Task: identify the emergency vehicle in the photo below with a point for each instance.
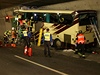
(63, 24)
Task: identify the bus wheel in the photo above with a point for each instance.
(57, 44)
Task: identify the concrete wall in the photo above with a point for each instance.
(74, 5)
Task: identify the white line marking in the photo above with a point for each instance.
(62, 73)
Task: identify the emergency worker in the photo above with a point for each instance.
(25, 37)
(80, 42)
(13, 36)
(47, 39)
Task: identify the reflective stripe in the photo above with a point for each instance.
(81, 38)
(25, 33)
(47, 36)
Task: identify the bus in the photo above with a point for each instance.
(63, 24)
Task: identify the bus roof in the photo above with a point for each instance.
(45, 11)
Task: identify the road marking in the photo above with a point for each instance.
(62, 73)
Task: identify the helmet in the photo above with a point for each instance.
(80, 31)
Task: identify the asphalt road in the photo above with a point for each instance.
(14, 62)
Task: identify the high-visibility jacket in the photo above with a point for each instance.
(80, 39)
(47, 36)
(25, 33)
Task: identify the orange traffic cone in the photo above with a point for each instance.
(25, 50)
(29, 51)
(12, 45)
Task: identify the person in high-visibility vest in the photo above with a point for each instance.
(25, 37)
(13, 35)
(47, 39)
(80, 41)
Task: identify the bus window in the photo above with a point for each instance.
(84, 19)
(54, 18)
(65, 19)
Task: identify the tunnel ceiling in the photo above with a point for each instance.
(37, 3)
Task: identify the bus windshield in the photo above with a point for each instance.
(85, 18)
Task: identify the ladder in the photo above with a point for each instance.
(96, 32)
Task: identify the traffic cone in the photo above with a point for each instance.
(12, 45)
(25, 50)
(30, 51)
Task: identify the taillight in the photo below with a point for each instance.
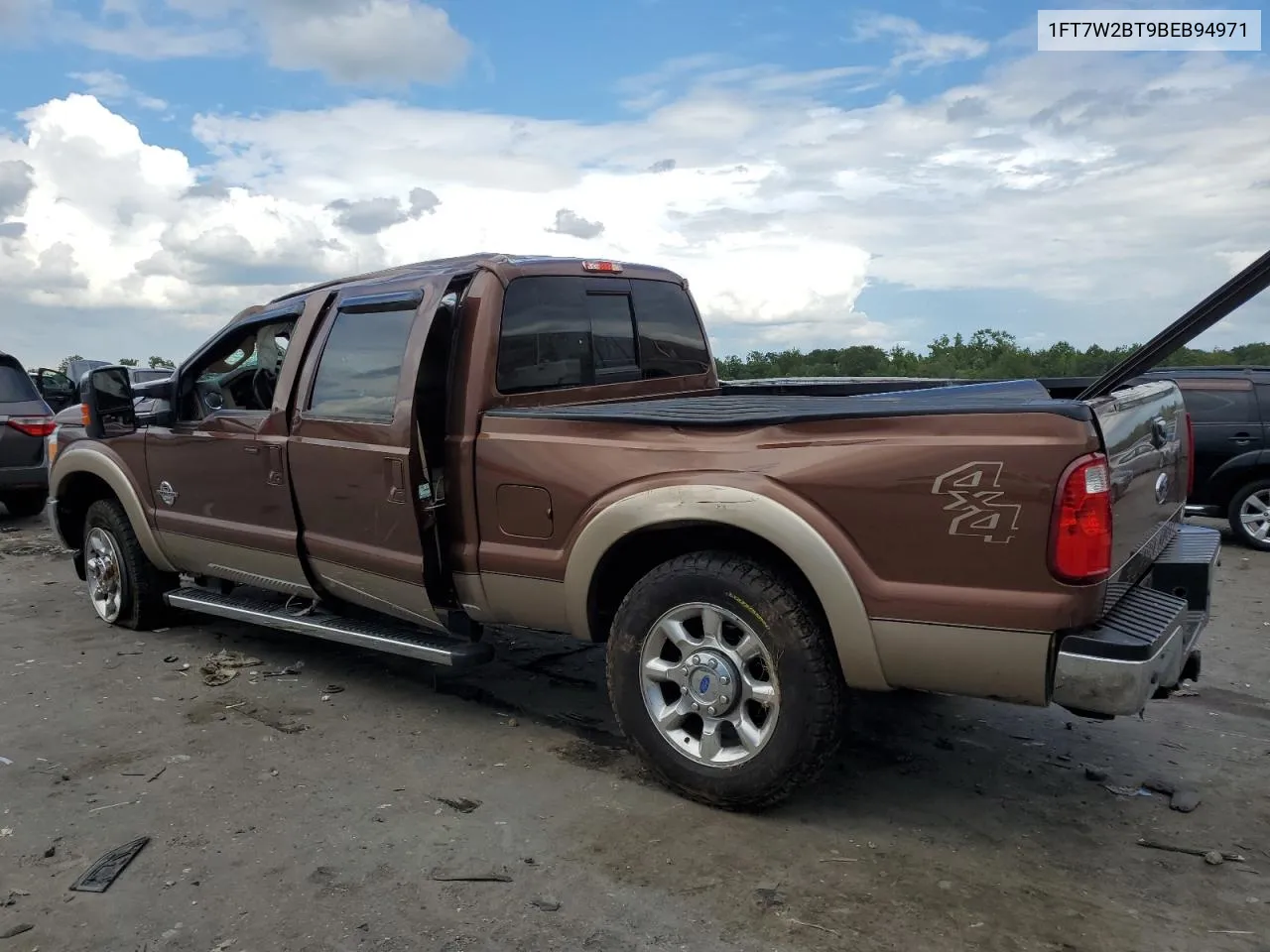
(1080, 543)
(1191, 457)
(33, 425)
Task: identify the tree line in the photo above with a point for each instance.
(987, 354)
(155, 362)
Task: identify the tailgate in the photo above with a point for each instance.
(1143, 431)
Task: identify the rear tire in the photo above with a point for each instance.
(724, 680)
(123, 585)
(1248, 515)
(26, 503)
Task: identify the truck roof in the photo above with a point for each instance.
(504, 266)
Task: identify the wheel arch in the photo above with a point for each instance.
(631, 535)
(79, 479)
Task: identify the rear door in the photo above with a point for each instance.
(353, 453)
(1227, 424)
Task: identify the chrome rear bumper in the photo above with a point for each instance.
(1142, 647)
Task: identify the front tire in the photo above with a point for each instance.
(1250, 516)
(724, 680)
(123, 585)
(26, 503)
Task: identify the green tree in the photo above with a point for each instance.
(985, 354)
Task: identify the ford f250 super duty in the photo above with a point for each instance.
(400, 458)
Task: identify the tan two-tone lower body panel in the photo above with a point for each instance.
(989, 662)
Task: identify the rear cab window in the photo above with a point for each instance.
(361, 365)
(16, 386)
(578, 331)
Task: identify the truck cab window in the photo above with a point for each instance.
(361, 365)
(239, 373)
(566, 331)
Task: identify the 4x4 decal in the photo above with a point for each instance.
(975, 502)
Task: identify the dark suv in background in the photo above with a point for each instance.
(1229, 408)
(26, 421)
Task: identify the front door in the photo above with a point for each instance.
(217, 476)
(354, 460)
(1225, 422)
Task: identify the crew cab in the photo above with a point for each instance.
(400, 460)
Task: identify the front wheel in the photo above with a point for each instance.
(725, 682)
(123, 585)
(1250, 516)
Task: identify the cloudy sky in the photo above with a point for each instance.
(824, 175)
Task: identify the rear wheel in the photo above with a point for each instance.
(123, 585)
(1250, 516)
(724, 680)
(24, 503)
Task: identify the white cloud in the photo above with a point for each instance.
(1124, 189)
(917, 48)
(349, 41)
(112, 87)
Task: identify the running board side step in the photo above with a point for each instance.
(388, 636)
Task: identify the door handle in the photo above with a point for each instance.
(275, 477)
(394, 475)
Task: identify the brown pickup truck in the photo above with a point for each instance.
(398, 460)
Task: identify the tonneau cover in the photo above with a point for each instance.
(761, 409)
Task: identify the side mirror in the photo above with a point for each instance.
(107, 398)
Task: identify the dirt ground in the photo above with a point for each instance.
(304, 812)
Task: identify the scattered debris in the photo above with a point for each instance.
(462, 803)
(1127, 791)
(222, 666)
(813, 925)
(285, 671)
(111, 806)
(1191, 851)
(492, 876)
(770, 897)
(1184, 801)
(99, 876)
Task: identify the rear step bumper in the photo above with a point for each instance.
(389, 636)
(1142, 645)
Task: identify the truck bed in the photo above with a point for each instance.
(746, 408)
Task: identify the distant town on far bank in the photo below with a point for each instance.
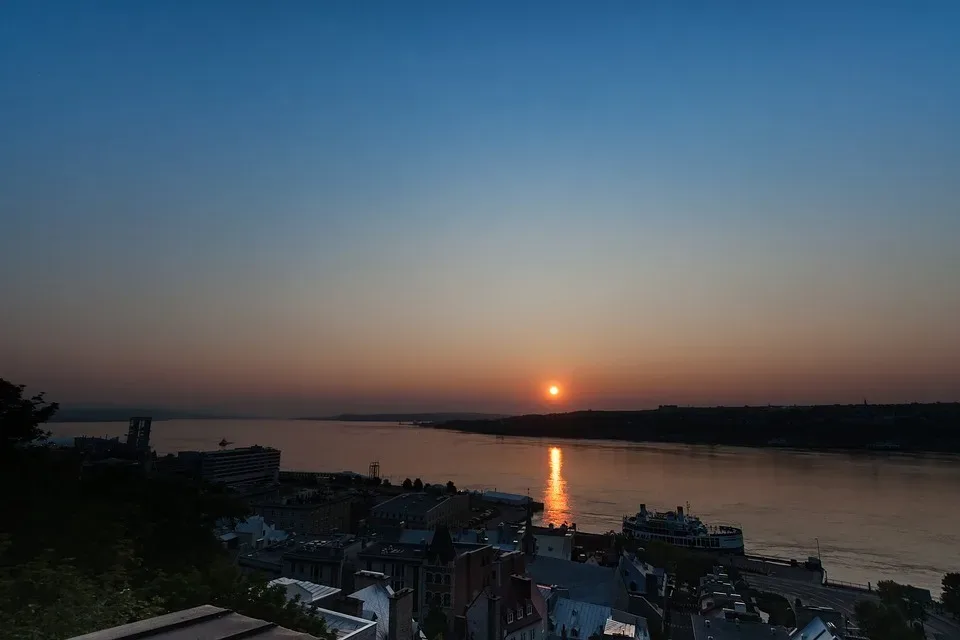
(912, 427)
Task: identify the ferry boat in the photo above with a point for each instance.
(682, 530)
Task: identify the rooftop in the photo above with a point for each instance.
(207, 622)
(720, 629)
(394, 550)
(316, 591)
(584, 620)
(376, 606)
(816, 629)
(341, 624)
(411, 504)
(586, 582)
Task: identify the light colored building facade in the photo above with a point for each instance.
(331, 516)
(245, 465)
(423, 510)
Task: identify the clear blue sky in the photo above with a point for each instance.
(437, 205)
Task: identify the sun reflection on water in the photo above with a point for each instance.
(555, 504)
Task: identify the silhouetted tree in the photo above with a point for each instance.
(21, 417)
(99, 547)
(951, 593)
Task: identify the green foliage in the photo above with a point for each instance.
(879, 621)
(951, 593)
(21, 417)
(95, 548)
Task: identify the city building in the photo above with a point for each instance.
(233, 467)
(314, 515)
(380, 602)
(98, 446)
(816, 629)
(583, 582)
(572, 619)
(309, 593)
(207, 622)
(347, 627)
(554, 542)
(722, 629)
(330, 560)
(444, 574)
(138, 434)
(516, 611)
(252, 533)
(422, 511)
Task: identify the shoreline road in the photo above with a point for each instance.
(843, 600)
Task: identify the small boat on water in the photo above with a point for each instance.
(683, 530)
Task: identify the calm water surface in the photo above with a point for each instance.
(876, 517)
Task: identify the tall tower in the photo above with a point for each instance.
(138, 433)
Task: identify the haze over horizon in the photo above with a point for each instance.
(316, 208)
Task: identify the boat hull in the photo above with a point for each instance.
(729, 541)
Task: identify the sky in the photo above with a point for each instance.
(301, 207)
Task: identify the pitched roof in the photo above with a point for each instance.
(376, 606)
(441, 547)
(208, 622)
(316, 591)
(585, 582)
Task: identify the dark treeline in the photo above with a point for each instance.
(88, 546)
(904, 427)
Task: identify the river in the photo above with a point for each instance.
(875, 516)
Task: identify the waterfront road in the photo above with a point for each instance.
(843, 600)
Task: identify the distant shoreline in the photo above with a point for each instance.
(914, 428)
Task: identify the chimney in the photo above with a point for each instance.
(494, 626)
(400, 624)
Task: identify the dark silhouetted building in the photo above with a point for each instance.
(138, 434)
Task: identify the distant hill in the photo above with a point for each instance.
(122, 414)
(408, 417)
(893, 427)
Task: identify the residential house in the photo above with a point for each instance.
(422, 511)
(208, 622)
(308, 593)
(705, 628)
(329, 560)
(577, 620)
(511, 612)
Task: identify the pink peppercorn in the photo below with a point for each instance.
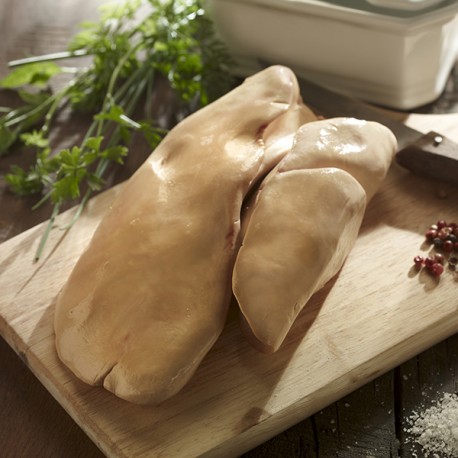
(436, 269)
(441, 223)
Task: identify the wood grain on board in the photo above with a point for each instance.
(375, 314)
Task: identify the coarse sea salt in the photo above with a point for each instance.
(436, 428)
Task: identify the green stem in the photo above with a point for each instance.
(29, 114)
(48, 57)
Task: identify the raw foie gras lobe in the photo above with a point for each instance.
(149, 296)
(305, 220)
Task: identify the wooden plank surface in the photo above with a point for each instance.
(367, 422)
(374, 315)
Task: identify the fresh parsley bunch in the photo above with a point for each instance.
(131, 46)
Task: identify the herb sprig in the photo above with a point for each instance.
(131, 46)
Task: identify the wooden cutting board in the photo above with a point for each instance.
(375, 314)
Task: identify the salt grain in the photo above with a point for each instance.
(436, 428)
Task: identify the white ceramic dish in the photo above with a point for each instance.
(400, 60)
(405, 4)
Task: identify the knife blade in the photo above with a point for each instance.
(430, 155)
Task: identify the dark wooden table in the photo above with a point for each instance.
(368, 423)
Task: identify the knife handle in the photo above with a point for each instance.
(431, 156)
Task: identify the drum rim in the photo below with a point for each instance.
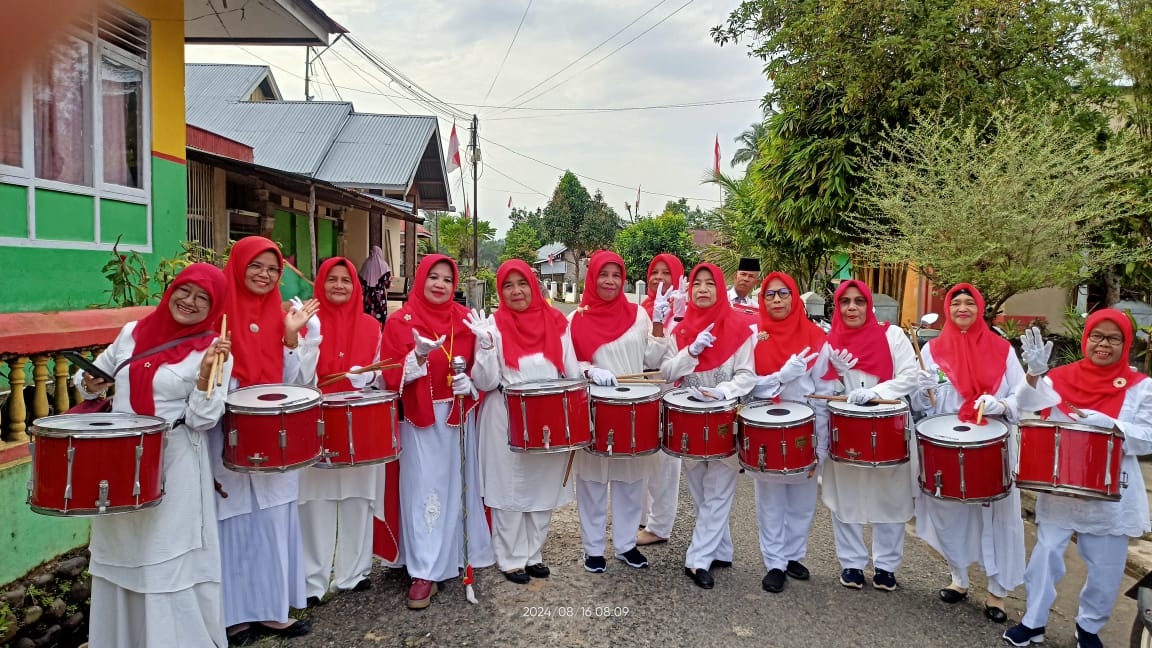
(522, 389)
(157, 426)
(315, 400)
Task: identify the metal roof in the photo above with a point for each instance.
(378, 151)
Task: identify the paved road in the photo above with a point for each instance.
(661, 607)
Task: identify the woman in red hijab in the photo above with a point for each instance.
(791, 360)
(612, 338)
(524, 340)
(869, 356)
(715, 360)
(151, 563)
(1111, 396)
(335, 504)
(259, 518)
(424, 337)
(978, 369)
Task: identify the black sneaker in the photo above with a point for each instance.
(634, 558)
(1022, 635)
(773, 581)
(884, 580)
(595, 564)
(851, 579)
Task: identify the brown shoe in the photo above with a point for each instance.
(419, 594)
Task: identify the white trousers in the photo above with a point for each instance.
(887, 544)
(592, 503)
(785, 514)
(517, 539)
(713, 487)
(1105, 557)
(661, 497)
(338, 543)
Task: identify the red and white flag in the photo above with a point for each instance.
(453, 150)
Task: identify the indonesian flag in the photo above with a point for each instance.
(454, 150)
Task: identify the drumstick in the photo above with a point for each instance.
(844, 398)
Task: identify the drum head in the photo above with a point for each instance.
(271, 397)
(865, 411)
(340, 399)
(783, 413)
(949, 428)
(626, 393)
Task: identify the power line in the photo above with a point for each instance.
(499, 69)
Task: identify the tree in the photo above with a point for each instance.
(1008, 206)
(649, 236)
(522, 242)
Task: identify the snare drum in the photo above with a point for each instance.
(626, 420)
(96, 464)
(869, 435)
(1070, 459)
(273, 428)
(698, 429)
(360, 428)
(777, 437)
(548, 415)
(963, 461)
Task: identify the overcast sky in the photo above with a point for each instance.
(453, 49)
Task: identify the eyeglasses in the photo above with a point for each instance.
(257, 269)
(1113, 340)
(785, 293)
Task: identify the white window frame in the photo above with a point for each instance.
(99, 189)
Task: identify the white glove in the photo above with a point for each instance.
(992, 407)
(601, 377)
(1097, 419)
(425, 346)
(704, 339)
(661, 307)
(1035, 352)
(361, 381)
(462, 385)
(862, 396)
(796, 366)
(842, 361)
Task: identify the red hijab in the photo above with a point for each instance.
(538, 329)
(598, 322)
(730, 328)
(788, 336)
(350, 337)
(974, 360)
(868, 343)
(258, 354)
(159, 328)
(430, 321)
(677, 271)
(1089, 386)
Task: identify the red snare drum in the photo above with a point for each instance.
(548, 416)
(626, 420)
(963, 461)
(360, 428)
(96, 464)
(777, 437)
(698, 429)
(273, 428)
(1070, 459)
(869, 435)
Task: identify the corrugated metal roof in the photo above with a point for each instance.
(378, 151)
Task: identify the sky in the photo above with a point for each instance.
(454, 51)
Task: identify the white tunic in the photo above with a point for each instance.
(514, 481)
(1096, 517)
(630, 353)
(861, 494)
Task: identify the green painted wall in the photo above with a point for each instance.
(30, 539)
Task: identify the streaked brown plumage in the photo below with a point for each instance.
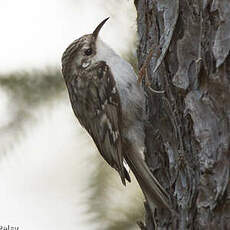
(110, 105)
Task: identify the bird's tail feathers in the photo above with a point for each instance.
(151, 187)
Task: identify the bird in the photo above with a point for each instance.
(110, 104)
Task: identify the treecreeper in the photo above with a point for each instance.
(110, 104)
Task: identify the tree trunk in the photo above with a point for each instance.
(189, 138)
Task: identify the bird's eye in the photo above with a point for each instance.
(88, 52)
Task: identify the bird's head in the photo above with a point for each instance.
(80, 53)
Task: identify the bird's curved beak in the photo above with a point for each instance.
(97, 30)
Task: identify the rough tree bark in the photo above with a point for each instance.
(188, 145)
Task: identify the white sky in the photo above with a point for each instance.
(34, 33)
(42, 176)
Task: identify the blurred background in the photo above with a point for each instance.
(51, 175)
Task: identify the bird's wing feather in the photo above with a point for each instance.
(94, 91)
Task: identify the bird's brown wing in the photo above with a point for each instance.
(96, 103)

## Given instruction
Quote the lines of the listing above that run from the line with "Task: identify the tree trunk" through its last line, both included, and nothing else.

## The answer
Task: identify the tree trunk in the photo above with a point for each instance.
(189, 138)
Task: identify the bird's eye in the photo above with a point for each instance.
(88, 52)
Task: identify the bird's head in the photo above with a point for each instance.
(80, 53)
Task: identify the bird's curved beak in the photo above with a point for each instance.
(97, 30)
Task: identify the rough tree bark in the photo above with a point for each instance.
(188, 145)
Task: identify the white sky in the photo above with a point for each instance.
(34, 33)
(42, 176)
Task: identify the blurred background in the photo above with a point for each instance.
(51, 175)
Task: identify the bird's wing feather in the photo above with a point for each instance.
(94, 91)
Task: identify the bird's brown wing in the photo above with a point for each instance.
(96, 103)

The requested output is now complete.